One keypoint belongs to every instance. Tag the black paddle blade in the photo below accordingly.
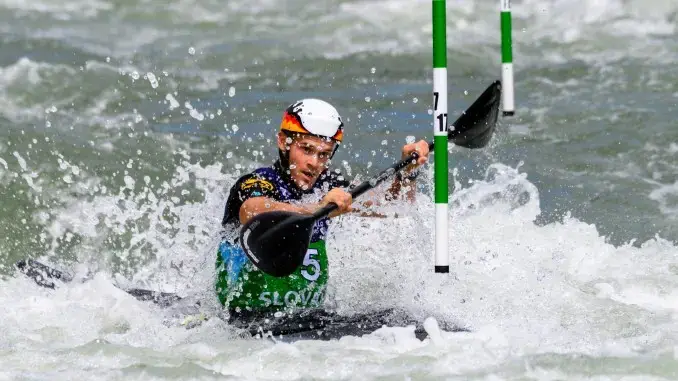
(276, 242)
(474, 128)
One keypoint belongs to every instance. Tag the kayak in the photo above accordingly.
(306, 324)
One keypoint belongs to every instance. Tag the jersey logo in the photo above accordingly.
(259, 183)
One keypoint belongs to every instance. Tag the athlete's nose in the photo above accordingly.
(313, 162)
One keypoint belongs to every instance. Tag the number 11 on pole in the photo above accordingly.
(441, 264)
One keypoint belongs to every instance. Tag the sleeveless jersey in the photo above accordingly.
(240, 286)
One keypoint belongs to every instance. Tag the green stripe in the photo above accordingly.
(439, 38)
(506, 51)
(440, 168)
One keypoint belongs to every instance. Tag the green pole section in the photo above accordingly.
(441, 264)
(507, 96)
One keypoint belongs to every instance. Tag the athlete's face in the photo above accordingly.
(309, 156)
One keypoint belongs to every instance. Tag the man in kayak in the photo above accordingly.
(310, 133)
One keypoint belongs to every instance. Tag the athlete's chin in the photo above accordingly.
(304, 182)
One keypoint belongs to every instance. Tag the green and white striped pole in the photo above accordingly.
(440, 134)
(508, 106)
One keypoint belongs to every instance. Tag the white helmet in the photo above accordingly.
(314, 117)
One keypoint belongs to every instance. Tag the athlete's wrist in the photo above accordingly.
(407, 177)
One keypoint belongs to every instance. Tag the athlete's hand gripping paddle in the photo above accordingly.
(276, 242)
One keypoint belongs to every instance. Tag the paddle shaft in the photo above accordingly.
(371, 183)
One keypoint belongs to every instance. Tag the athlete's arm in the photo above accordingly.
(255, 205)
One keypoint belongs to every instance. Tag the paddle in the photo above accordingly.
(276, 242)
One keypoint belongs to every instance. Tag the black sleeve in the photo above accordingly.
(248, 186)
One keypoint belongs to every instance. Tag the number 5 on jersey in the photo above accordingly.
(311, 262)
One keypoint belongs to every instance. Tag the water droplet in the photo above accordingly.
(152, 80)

-----

_WHAT TO PRODUCE_. An exact copy of the data is required, with the pictures excluded.

_RESPONSE TO THIS TASK_.
One keypoint belongs to every instance. Tag the black paddle blade in the photo below accordingly.
(276, 242)
(474, 128)
One keypoint belongs to every instance. Tag the kayak in the photo above accordingly.
(306, 324)
One keypoint belongs to every instance. Tag the jersey logo in the photo above accordingly.
(259, 183)
One keypoint belongs to every instance. Tag the athlete's nose in the photo above accordingly.
(313, 162)
One keypoint belongs to every instance. Tag the number 11 on pole in the photo above accordingly.
(441, 264)
One keypoint belongs to every instance. Tag the sleeveless jersey in the photo above accordingly.
(240, 286)
One keypoint belongs to every instance. Tag the green stripe in the photo above accordingly.
(439, 38)
(506, 51)
(440, 168)
One keypoint belongs to every instance. Tag the green pole section in the photo above accordingly.
(441, 264)
(507, 96)
One keypoint belongs to every instance. Tag the athlete's face in the photo above accordingly.
(309, 156)
One keypoint belongs to every instance. Tag the man in kayak in the photo above accordingly.
(310, 133)
One keypoint belongs to every instance. Tag the athlete's chin in the photo above accordingly.
(304, 182)
One keypoint belongs to every instance. Tag the green and white striped pole in the photo above accordingly.
(440, 134)
(508, 106)
One keypoint belongs to every instance. Tag the white helmet in the photo above accordingly.
(314, 117)
One keypoint belongs to every instance. Tag the athlete's wrist in the photo above accordingly.
(407, 177)
One keypoint belongs to every instance. Tag the athlete's hand gripping paddle in the photo above accordingly.
(276, 242)
One keypoint belongs to every instance. Tag the paddle shaft in the photo above accordingly.
(371, 183)
One keypoint belongs to every instance. Tag the athlete's arm in the photo above accordingly.
(255, 205)
One keypoint belongs to every instance. Tag the paddle in the photo above accordingly.
(276, 242)
One keypoint belongs to every instance. Tag the black sleeve in the photo above accordingly.
(248, 186)
One keypoint belongs to every instance. Tag the number 5 on jersey in the photo above accordingly.
(311, 262)
One keypoint belongs to every instance. Tag the water droplet in the photo above accordingly.
(152, 80)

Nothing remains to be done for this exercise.